* [RAW DATA]
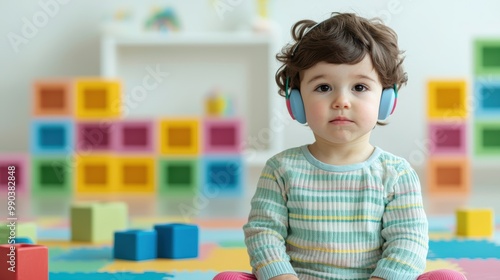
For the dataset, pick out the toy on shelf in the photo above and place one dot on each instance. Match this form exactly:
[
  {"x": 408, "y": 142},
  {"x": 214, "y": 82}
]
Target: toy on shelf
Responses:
[
  {"x": 179, "y": 136},
  {"x": 448, "y": 167},
  {"x": 98, "y": 98},
  {"x": 178, "y": 175},
  {"x": 487, "y": 92},
  {"x": 163, "y": 20},
  {"x": 448, "y": 175},
  {"x": 52, "y": 98},
  {"x": 218, "y": 105},
  {"x": 51, "y": 175},
  {"x": 96, "y": 173},
  {"x": 475, "y": 223},
  {"x": 136, "y": 174}
]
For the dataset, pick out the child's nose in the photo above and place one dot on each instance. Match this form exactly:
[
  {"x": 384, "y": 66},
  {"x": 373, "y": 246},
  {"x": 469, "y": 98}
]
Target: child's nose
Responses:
[{"x": 341, "y": 101}]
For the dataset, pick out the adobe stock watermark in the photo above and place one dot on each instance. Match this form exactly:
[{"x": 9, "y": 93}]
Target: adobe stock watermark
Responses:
[
  {"x": 473, "y": 100},
  {"x": 223, "y": 6},
  {"x": 31, "y": 26},
  {"x": 153, "y": 78}
]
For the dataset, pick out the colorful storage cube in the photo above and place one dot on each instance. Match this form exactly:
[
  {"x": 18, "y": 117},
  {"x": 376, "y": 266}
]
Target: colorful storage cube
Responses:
[
  {"x": 178, "y": 176},
  {"x": 53, "y": 98},
  {"x": 447, "y": 99},
  {"x": 52, "y": 137},
  {"x": 222, "y": 136}
]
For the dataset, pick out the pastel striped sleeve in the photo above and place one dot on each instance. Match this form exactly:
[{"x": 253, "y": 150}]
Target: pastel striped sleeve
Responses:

* [DIRECTION] Print each record exactly as it stands, leaving the images out.

* [EXERCISE RESULT]
For the dataset, pick out the toy on shelf in the photo above and place one dot on each instance. Match this form exactly:
[
  {"x": 408, "y": 142},
  {"x": 214, "y": 82}
]
Target: toy on shelf
Responses:
[
  {"x": 179, "y": 136},
  {"x": 448, "y": 167},
  {"x": 98, "y": 98},
  {"x": 178, "y": 175},
  {"x": 487, "y": 92},
  {"x": 163, "y": 20},
  {"x": 448, "y": 175},
  {"x": 52, "y": 98},
  {"x": 218, "y": 105},
  {"x": 51, "y": 175},
  {"x": 96, "y": 173},
  {"x": 475, "y": 223},
  {"x": 136, "y": 174}
]
For the dataset, pick out the child's nose in the photo above and place one dot on each instance. Match this form exactly:
[
  {"x": 384, "y": 66},
  {"x": 373, "y": 246},
  {"x": 469, "y": 98}
]
Target: child's nose
Responses:
[{"x": 341, "y": 101}]
For the dataset, pick out the adobe stock watermark in the photo above and place one dot on each instance. Match this form exactly:
[{"x": 9, "y": 93}]
Target: adobe stock watermark
Responses:
[
  {"x": 473, "y": 100},
  {"x": 223, "y": 6},
  {"x": 31, "y": 26},
  {"x": 153, "y": 78}
]
For the dataset, pick out the colorful storage cube in the photo above and place one dot on each instance. Match this form exactly:
[
  {"x": 18, "y": 117},
  {"x": 376, "y": 266}
]
Target: colorful storage cube
Responses:
[
  {"x": 178, "y": 176},
  {"x": 53, "y": 98},
  {"x": 447, "y": 99},
  {"x": 52, "y": 137},
  {"x": 222, "y": 136}
]
For the dataset, pick out the pastel striped sleeve in the photo above and place one dot on each instance. Match this form exactly:
[{"x": 253, "y": 150}]
Target: pastel striped sleeve
Responses:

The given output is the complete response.